## Texte proposé
La leçon européenne de Gaza
Barah Mikaïl
Chercheur à l’Institut de Relations Internationales et Stratégiques (IRIS)
15 janvier 2009 / Opinión CIDOB, n.º 24
L’offensive lancée par Israël à l’encontre de la bande de Gaza, le 27 décembre dernier, n’est que l’un des trop nombreux épisodes de violence qui ont marqué l’histoire des relations israélo-palestiniennes depuis maintenant plus de soixante ans. Cependant, la violence militaire de l’Etat hébreu, qui avait déjà provoqué plus de 5000 victimes palestiniennes dont un bon millier de morts au bout de trois semaines, aurait pu laisser penser que les réactions internationales seraient vives. Or, il n’en a pas été exactement ainsi. Les Etats-Unis et les membres du Conseil de sécurité de l’ONU échoueront à afficher une communauté de points de vue, la résolution 1860 (8 janvier 2009) étant amputée du moindre mécanisme coercitif. Les chancelleries internationales, dont celles du Moyen-Orient, exprimeront pour leur part les moyens réduits dont elles s’étaient dotées pour parvenir à un arrêt des violences engagées sur le terrain. Quant à l’Union européenne (UE) et à la France, elles se révéleront tout aussi amorphes face à l’Etat hébreu.

## Consigne A
Recopiez à l'identique les lignes des enregistrements, depuis leur début jusqu'à la ligne contenant "POLYGON ((563 215, 560", celle-ci incluse, sans faire figurer les images dans votre réponse.

## Données de l'exercice
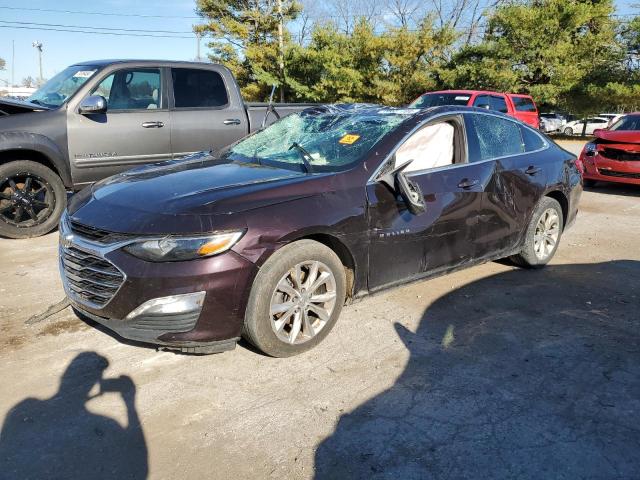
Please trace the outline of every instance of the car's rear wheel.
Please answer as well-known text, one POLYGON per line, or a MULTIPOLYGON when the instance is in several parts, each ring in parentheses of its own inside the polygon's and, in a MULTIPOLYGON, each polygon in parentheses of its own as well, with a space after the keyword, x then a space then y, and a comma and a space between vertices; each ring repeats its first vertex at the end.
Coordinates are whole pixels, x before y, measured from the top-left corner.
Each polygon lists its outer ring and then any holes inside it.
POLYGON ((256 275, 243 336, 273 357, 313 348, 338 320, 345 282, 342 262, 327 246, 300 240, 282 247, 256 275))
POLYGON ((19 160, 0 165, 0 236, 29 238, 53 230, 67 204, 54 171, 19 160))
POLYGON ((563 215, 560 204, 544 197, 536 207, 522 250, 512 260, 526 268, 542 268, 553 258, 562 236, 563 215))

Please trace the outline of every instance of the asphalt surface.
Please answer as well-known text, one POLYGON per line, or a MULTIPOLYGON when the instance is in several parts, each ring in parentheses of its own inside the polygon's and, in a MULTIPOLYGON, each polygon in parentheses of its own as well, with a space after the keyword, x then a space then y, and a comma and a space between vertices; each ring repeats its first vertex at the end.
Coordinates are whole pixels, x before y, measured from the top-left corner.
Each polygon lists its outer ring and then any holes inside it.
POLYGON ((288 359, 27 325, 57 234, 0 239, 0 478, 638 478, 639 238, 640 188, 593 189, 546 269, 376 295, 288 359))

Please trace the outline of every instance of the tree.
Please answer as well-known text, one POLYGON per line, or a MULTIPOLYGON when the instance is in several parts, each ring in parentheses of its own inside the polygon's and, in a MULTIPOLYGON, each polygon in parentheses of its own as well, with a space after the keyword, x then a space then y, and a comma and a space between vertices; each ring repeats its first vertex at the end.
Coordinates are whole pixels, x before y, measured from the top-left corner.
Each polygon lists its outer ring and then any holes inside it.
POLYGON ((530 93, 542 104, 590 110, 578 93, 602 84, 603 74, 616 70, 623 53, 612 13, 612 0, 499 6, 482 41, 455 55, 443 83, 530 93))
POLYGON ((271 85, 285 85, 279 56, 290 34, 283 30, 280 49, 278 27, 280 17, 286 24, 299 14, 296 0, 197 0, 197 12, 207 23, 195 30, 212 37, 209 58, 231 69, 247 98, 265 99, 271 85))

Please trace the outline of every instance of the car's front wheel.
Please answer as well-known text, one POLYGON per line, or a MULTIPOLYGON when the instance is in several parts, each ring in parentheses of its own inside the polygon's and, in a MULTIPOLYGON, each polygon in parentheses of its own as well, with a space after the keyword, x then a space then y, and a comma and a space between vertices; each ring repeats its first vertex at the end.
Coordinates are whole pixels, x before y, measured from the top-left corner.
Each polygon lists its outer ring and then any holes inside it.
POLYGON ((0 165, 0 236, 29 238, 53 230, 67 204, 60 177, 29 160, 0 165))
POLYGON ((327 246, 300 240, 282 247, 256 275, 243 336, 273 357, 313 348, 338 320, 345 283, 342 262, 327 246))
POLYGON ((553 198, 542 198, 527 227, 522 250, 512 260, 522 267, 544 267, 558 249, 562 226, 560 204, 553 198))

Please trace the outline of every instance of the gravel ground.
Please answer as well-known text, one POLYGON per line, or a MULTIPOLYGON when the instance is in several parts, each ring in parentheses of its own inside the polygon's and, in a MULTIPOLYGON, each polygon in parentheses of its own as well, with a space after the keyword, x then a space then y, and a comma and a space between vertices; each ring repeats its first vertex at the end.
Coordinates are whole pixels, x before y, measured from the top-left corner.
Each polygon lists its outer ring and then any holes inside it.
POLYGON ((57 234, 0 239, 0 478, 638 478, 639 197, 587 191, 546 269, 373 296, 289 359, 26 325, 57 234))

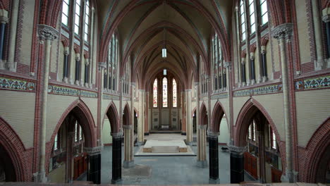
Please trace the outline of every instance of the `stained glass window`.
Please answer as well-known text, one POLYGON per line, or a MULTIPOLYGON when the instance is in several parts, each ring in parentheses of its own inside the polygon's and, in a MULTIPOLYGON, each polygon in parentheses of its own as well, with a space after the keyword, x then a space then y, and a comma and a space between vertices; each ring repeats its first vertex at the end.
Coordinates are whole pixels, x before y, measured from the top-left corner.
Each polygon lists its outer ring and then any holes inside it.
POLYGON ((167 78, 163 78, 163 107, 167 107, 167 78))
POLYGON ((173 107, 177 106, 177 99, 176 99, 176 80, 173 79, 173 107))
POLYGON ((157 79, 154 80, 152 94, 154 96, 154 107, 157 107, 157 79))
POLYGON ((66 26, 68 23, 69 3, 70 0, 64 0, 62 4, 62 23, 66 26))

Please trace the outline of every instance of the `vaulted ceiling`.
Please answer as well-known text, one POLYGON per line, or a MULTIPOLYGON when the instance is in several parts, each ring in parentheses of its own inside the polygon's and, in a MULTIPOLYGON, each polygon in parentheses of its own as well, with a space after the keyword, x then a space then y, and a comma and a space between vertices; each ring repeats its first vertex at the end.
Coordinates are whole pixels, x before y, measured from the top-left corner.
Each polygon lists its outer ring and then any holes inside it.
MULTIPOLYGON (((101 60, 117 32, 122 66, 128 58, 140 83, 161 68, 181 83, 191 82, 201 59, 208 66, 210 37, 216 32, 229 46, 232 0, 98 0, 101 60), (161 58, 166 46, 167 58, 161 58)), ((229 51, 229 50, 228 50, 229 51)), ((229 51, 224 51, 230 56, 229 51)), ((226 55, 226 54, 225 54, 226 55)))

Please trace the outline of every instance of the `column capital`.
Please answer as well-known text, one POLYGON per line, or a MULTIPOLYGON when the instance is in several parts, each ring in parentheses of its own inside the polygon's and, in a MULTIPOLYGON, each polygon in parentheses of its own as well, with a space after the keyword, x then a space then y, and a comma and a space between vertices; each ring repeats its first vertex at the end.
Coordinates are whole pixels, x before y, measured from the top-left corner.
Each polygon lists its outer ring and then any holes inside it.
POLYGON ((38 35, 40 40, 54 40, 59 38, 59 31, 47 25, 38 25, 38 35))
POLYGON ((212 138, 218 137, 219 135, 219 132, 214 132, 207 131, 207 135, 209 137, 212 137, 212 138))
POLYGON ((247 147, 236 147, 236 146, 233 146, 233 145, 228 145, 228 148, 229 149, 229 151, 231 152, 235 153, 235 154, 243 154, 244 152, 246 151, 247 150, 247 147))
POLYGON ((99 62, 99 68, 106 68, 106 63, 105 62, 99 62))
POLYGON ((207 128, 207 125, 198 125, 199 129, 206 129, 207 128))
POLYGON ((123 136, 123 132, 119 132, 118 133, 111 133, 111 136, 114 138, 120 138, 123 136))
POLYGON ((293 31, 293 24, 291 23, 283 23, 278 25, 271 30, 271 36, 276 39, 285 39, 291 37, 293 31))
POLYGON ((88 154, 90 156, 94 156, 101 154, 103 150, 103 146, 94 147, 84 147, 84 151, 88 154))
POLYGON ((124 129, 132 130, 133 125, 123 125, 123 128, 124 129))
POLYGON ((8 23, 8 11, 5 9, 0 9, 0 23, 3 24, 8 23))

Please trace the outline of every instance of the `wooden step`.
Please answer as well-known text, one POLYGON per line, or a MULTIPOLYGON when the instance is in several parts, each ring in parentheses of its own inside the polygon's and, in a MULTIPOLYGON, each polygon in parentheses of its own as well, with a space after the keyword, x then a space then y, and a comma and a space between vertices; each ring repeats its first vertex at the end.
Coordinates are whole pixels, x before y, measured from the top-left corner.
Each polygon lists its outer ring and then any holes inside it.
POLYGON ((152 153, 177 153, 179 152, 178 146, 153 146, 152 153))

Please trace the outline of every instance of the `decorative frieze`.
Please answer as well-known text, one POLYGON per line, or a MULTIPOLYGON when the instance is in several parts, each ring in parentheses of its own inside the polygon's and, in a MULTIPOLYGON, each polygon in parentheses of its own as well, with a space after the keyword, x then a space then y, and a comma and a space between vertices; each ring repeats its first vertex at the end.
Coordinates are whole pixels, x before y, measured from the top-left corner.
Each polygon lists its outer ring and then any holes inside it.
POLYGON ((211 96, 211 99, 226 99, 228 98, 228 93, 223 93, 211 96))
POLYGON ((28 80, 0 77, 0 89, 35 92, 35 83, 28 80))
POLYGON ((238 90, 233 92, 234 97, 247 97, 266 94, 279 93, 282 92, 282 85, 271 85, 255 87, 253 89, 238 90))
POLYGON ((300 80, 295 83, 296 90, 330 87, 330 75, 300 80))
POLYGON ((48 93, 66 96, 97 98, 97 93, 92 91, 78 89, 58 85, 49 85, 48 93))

## Consigne B
D'après le texte sur Gaza, quel est le numéro de la résolution adoptée le 8 janvier 2009 ?

## Réponse A
Please trace the outline of every instance of the car's rear wheel.
Please answer as well-known text, one POLYGON per line, or a MULTIPOLYGON when the instance is in several parts, each ring in parentheses of its own inside the polygon's and, in a MULTIPOLYGON, each polygon in parentheses of its own as well, with a space after the keyword, x then a space then y, and a comma and a space between vertices; each ring repeats its first vertex at the end.
Coordinates are whole pixels, x before y, measured from the top-left corner.
Each polygon lists its outer ring and then any holes inside it.
POLYGON ((256 275, 243 336, 273 357, 313 348, 338 320, 345 282, 342 262, 327 246, 300 240, 282 247, 256 275))
POLYGON ((19 160, 0 165, 0 236, 29 238, 53 230, 67 204, 54 171, 19 160))
POLYGON ((563 215, 560 204, 544 197, 536 207, 522 250, 512 260, 526 268, 542 268, 553 258, 562 236, 563 215))

## Réponse B
Il s'agit de la résolution 1860.